start Exercise data
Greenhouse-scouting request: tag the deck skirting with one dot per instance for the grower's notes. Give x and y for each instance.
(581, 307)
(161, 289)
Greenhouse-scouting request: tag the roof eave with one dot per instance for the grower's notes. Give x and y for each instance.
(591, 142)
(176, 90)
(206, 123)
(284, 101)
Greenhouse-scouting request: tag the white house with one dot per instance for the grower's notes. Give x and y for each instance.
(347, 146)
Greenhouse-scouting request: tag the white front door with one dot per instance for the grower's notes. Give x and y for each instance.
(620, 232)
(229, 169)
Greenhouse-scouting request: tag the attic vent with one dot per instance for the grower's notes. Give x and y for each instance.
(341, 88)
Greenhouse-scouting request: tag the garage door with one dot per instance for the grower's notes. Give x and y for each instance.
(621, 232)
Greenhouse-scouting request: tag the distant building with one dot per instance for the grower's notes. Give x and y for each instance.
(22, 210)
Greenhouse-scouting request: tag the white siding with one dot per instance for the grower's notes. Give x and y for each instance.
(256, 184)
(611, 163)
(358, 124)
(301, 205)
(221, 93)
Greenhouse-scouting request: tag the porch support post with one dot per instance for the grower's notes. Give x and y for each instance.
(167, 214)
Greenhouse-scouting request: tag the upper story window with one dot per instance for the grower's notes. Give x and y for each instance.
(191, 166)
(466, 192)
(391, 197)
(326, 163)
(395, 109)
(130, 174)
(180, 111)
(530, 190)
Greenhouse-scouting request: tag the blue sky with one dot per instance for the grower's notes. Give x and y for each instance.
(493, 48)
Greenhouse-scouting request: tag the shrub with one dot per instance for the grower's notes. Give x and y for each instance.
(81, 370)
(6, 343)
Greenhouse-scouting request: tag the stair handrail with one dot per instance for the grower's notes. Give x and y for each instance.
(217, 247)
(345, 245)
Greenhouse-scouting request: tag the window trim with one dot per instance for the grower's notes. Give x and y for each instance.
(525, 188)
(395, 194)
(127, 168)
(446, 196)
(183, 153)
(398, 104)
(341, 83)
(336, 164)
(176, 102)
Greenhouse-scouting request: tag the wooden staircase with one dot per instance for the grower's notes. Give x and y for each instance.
end Exercise data
What is being asked –
From the records above, extract everything verbatim.

Task output –
Greenhouse-scouting request: tag the deck skirting with one dot per instance for the grower's notes. Give x and y for each instance.
(581, 307)
(161, 289)
Greenhouse-scouting request: tag the roof eave with one dot per instance for the grower's notes. Give x and y for each instance.
(591, 142)
(176, 90)
(206, 123)
(284, 101)
Greenhouse-scouting request: tag the white house with one dot per instance for the grower's notes. Give x and y for each instance.
(347, 146)
Greenhouse-scouting request: tag the white front door with one dot per instance for the grower's notes. Give x and y for each instance.
(620, 232)
(229, 169)
Greenhouse-scouting request: tag the attic vent with one dot per instance for the grower's notes. Give x and y for each instance.
(341, 88)
Greenhouse-scouting request: tag the garage door with one dot per instance for the grower's notes. Give x and y for each instance.
(621, 232)
Greenhouse-scouting request: tag the distant building with one dot per instance for the grower's notes. Give x and y for each instance.
(22, 210)
Greenhouse-scouting request: tag the white siding with one dot per instance for the grower's notes. Give x and y for each instance.
(256, 184)
(611, 163)
(358, 124)
(301, 205)
(221, 93)
Greenhouse-scouting request: tag the porch support post with one dot per instance for the grower's notes. Give x and y for each instance.
(167, 214)
Greenhouse-scouting request: tag the upper story window with one dot per instance for the grower's notes. Give x and y for each instance.
(191, 166)
(466, 192)
(391, 197)
(326, 163)
(395, 109)
(130, 174)
(180, 111)
(530, 190)
Greenhouse-scouting request: tag the blue sky with one dot per instance for the grower's notes. Give x and y for each instance.
(493, 48)
Greenhouse-scouting request: tag the shrub with one dot per instance for the grower's notes. Give x and y for each instance.
(81, 370)
(6, 343)
Greenhouse-scouting request: tag the stair handrail with one dot per instance for the grower's notes. Give x and y for each instance.
(217, 247)
(345, 245)
Greenhouse-scouting request: tag the window trim with one dot per instance for the grower's notes. Give x and y for each instance.
(525, 188)
(395, 194)
(127, 168)
(446, 196)
(183, 153)
(398, 104)
(341, 83)
(336, 164)
(176, 102)
Greenhouse-scouting request: tag the wooden staircase with one dot per instance for the grower's notes. Give x and y for each instance.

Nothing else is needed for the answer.